Excerpt to read -
**********

SOAS University of London

Department of Religions & Philosophies, School of History, Religions & Philosophies

Anglo-European Philosophies and Critical Dialogue: Hermeneutics and Beyond

Module Code:
158000135
Credits:
30
Year of study:
Year 2, Year 3 or Year 4
Taught in:
Full Year
Philosophical hermeneutics address questions that arise regarding the nature of understanding and interpretation and also, more specifically, those practices of interpretation that pertain to the very nature of philosophical inquiry itself. This course examines the Anglo-European tradition of philosophical hermeneutics, a tradition that has exercised enormous influence on both analytic and continental philosophy in Europe and beyond since the nineteenth century. However, in a programme on World Philosophies, it may seem that such a focus runs the risk of promoting a Eurocentric perspective. This course aims, however, to find within Anglo-European Philosophy and intellectual history those moments which signal a different direction to the point of challenging the theoretical foundations of, and the basis upon which Eurocentrism rests. Philosophy is not, by any means, the only academic discipline responsible for the promotion of Eurocentric ideas, but it is perhaps the one which has provided ‘rational’ support for Eurocentrism to flourish within many other disciplines, particularly, but not solely, in the humanities, encouraging an implicit academic imperialism. Prior to establishing the ability of this philosophy to engage in dialogue with other philosophical traditions, we must therefore establish the aptitude and willingness of Anglo-European philosophy to accept a ‘dialogical stance’ as a tool valid for interaction between differing philosophical traditions. We will begin, therefore, at that point in history that signals the ostensible beginning of Anglo-European philosophical hermeneutics in which Socratic and Platonic dialogue flourished, notwithstanding the presence within ‘dialogue’ of the very term, ‘logos’, which mostly represents the power—and at times the arrogance—of western and Anglo-European philosophy’s portrayal of itself as ‘universal’. By questioning the ‘power of logos’, and the connection of understanding to speech we also become aware of the limits of dialogue and the need to apply critical perspectives to dialogue as a tool of engagement.

Objectives and learning outcomes of the module

On successful completion of the course, you should:

  •    Have acquired a sound knowledge of core debates and key thinkers in philosophical hermeneutics.
  •    Have acquired a familiarity with the relationship between understanding, interpretation, voice, speech, and knowledge.
  •    Have understood the ways in which voice, interpretation, translation, and dialogue (or its refusal) are both ontological and political acts.
  •    Be able to assess critically the limits of the philosophical hermeneutic tradition and theories of dialogue from a variety of critical (feminist, critical race and post- or decolonial) perspectives.

**********

(Segmentation labeling entries)
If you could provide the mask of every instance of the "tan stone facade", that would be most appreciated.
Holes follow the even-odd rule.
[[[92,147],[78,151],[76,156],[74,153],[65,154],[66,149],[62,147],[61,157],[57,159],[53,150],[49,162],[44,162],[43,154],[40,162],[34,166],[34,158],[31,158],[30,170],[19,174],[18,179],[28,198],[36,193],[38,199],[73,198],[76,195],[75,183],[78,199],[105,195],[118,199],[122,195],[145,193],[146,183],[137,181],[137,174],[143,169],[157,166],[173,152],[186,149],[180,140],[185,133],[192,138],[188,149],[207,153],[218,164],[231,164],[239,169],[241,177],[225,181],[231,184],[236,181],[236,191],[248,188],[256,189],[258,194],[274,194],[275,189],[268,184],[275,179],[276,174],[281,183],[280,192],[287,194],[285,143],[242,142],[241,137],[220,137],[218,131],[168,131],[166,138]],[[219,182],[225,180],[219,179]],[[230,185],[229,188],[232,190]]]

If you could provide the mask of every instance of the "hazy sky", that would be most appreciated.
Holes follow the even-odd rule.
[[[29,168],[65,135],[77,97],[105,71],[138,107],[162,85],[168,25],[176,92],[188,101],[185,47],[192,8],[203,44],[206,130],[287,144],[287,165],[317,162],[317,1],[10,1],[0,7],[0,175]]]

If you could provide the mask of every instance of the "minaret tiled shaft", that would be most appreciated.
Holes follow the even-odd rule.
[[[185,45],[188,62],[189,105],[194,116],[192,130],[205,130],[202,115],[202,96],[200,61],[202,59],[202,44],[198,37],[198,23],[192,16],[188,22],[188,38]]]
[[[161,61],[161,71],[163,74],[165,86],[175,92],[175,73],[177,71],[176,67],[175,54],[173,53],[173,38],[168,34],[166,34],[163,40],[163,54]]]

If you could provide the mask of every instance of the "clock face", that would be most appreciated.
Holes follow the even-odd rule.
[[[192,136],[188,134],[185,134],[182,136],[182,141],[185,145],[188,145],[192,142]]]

**********

Problem set -
**A.** According to the module description, how many credits is the hermeneutics module worth?
**B.** Count the lines of the entries that contain the string "could", with case significant, and give only the number.
The module description and the entries are unrelated material.

Answers given -
**A.** 30

**B.** 4